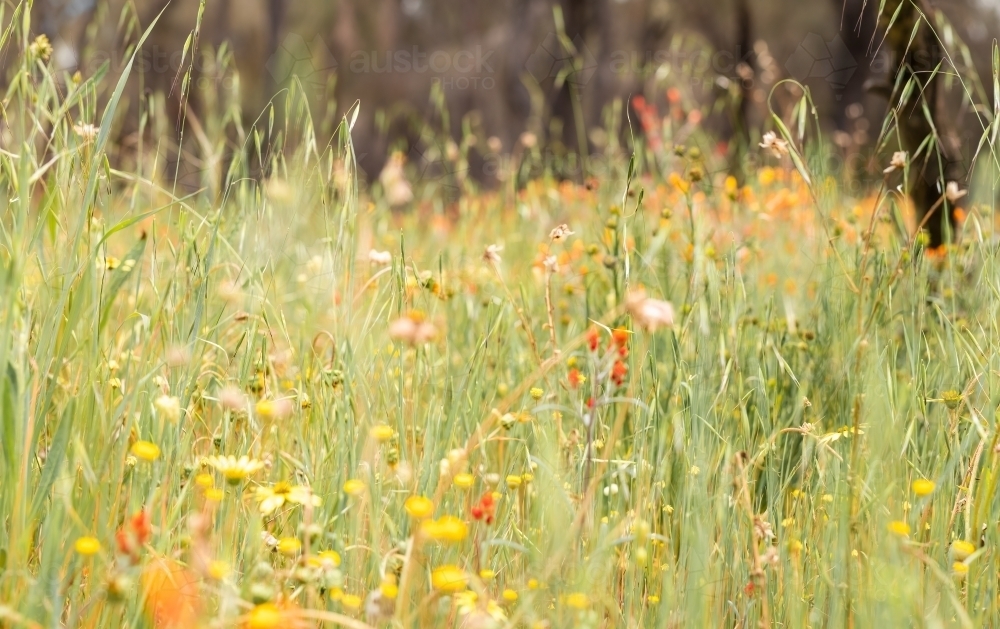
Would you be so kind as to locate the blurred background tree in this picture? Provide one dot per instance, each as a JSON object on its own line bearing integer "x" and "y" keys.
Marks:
{"x": 567, "y": 71}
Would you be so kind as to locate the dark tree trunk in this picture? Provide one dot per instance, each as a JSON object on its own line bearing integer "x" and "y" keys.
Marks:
{"x": 917, "y": 110}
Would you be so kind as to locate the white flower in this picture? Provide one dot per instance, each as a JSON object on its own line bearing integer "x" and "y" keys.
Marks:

==========

Please write out all the entries above again without the pictures, keeping their wording unchanged but shifting every x and y coordinate in the answers up by 150.

### The completed task:
Would you be so kind as to locate the blurred background tree in this picture? Provide one dot per instance, each as a JSON object on its own line bearing integer "x" and "y" keys.
Marks:
{"x": 717, "y": 221}
Would you be so kind as to locate the dark tree trunk in this picture? Provide one dot per instance, each as a JSON object on its own line bearing integer "x" and "y" keys.
Marks:
{"x": 1067, "y": 260}
Would you be so kind as to locate the white flower in this picture? Provide one dot per instance, each as a JSON object on its own line bearing integer "x" and "y" keys.
Marks:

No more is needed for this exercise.